[Source records]
++++
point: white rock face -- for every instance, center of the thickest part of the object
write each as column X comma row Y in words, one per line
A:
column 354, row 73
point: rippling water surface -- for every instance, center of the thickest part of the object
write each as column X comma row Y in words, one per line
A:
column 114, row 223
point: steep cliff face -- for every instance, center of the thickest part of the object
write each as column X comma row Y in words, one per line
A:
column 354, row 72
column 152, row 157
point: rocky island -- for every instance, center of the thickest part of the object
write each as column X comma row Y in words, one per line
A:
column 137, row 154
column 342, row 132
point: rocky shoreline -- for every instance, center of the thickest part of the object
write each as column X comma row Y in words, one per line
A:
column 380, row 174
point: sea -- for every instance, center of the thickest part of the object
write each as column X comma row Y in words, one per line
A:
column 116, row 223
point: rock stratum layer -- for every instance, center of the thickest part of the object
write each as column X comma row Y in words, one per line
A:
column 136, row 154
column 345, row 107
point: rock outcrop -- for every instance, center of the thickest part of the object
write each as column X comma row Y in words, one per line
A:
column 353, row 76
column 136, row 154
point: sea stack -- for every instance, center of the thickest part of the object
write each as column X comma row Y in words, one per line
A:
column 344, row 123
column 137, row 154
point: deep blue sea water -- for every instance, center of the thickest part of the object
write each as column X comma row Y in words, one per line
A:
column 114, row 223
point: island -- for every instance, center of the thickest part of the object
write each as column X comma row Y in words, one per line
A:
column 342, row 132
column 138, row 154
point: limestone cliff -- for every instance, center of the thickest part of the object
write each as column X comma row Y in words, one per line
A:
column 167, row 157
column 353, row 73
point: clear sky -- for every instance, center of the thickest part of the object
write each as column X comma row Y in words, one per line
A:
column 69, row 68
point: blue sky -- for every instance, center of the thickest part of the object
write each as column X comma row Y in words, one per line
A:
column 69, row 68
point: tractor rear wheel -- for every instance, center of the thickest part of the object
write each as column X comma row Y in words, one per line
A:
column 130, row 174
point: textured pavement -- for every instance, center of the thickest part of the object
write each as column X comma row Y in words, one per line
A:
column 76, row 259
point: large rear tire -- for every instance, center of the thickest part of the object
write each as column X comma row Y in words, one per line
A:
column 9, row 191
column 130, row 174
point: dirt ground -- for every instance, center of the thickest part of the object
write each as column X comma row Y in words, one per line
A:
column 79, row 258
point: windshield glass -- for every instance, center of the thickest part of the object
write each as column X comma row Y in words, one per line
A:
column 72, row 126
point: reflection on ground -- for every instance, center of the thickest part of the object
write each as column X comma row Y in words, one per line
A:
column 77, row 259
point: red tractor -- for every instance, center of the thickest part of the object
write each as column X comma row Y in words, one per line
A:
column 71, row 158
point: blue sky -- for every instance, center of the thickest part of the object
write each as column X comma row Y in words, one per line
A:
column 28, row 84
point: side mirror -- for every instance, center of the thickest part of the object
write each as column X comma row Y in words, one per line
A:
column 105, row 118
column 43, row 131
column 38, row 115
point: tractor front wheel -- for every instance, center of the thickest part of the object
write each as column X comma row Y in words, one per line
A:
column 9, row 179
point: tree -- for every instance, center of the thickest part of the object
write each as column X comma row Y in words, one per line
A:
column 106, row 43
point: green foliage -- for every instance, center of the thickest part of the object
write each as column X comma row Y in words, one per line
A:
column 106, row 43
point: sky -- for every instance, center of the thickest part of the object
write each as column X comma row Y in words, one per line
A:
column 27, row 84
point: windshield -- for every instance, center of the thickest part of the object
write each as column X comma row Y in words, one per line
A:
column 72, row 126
++++
— How to complete this task —
All of the records above are to be repeated exactly.

— Answer space —
point: white rock face -- for every instance, center of the thickest part of the object
write each as column X comma row Y in words, one per line
A:
column 354, row 73
point: rippling water surface -- for every instance, center of the thickest part of the object
write each as column X comma row Y in words, one per line
A:
column 114, row 223
point: steep cliff face -- for every instance, center of the thickest part of the object
write each as column X comma row Y in words, one per line
A:
column 354, row 72
column 152, row 157
point: rocky island -- for every instance, center of the thickest part of the object
write each as column X comma row Y in words, one per line
A:
column 137, row 154
column 342, row 132
point: rocky shoreline -- for every instance, center of the thickest part of the object
write each as column X comma row Y in words, one per line
A:
column 380, row 174
point: sea -- for every instance, center of the thickest part of the object
write each as column X comma row Y in words, one per line
A:
column 116, row 223
point: rock stratum layer -- for every instance, center of the thickest part of the object
write each as column X comma row Y in words, one per line
A:
column 136, row 154
column 345, row 107
point: rock outcrop -- for every instance, center of the thickest part of the object
write each as column X comma row Y in words, one per line
A:
column 353, row 76
column 136, row 154
point: sea stack -- for every instance, center of the thickest part of the object
write each as column X comma row Y in words, one per line
A:
column 344, row 123
column 137, row 154
point: deep blue sea water -- for every instance, center of the thickest part of the object
write each as column X comma row Y in words, one per line
A:
column 114, row 223
point: island -- for every instance, center of the thickest part of the object
write each as column X comma row Y in words, one per line
A:
column 342, row 132
column 138, row 154
point: limestone cliff -- for every instance, center of the thickest part of the object
write each as column X comma row Y in words, one per line
A:
column 167, row 157
column 353, row 73
point: clear sky -- for every instance, center of the thickest part of the object
write each as column X comma row Y in words, one per line
A:
column 69, row 68
point: blue sky -- for every instance, center of the thickest part of the object
write each as column X comma row Y in words, one per line
A:
column 69, row 68
point: tractor rear wheel -- for every instance, center of the thickest part of the object
write each as column X comma row Y in words, one per line
A:
column 130, row 174
point: textured pavement -- for every instance, center of the thickest part of the object
write each as column X comma row Y in words, one per line
A:
column 76, row 259
point: large rear tire -- for every instance, center of the thickest part of the object
write each as column X comma row Y in words, one per line
A:
column 9, row 191
column 130, row 174
point: dirt ground -- for every instance, center of the thickest part of the object
write each as column X comma row Y in words, one per line
A:
column 79, row 258
point: windshield glass -- for every instance, center of the thickest part of the object
write each as column X comma row Y in words, one per line
A:
column 72, row 126
point: reflection on ground -- for every instance, center of the thickest part of the object
write each as column X comma row Y in words, one per line
A:
column 77, row 259
point: red tractor -- for every instance, center of the thickest part of the object
write each as column X comma row Y in words, one per line
A:
column 71, row 158
point: blue sky -- for every instance, center of the thickest part of the object
write each as column X comma row Y in words, one per line
A:
column 28, row 84
point: side mirror -- for every instance, center of the thickest part of the object
write each as column X comma row Y in words, one per line
A:
column 105, row 118
column 43, row 131
column 38, row 115
point: tractor front wheel -- for every instance, center of the thickest part of the object
write each as column X comma row Y in words, one per line
A:
column 9, row 179
point: tree -- for every instance, center of the thickest part of the object
write each as column X comma row Y in words, one per line
A:
column 106, row 43
point: green foliage -- for every instance, center of the thickest part of the object
write each as column X comma row Y in words, one per line
A:
column 106, row 43
point: sky -- for every instance, center of the thickest part of the object
write each as column X comma row Y in words, one per line
A:
column 27, row 84
point: windshield -- for every instance, center of the thickest part of the object
write each as column X comma row Y in words, one per line
A:
column 72, row 126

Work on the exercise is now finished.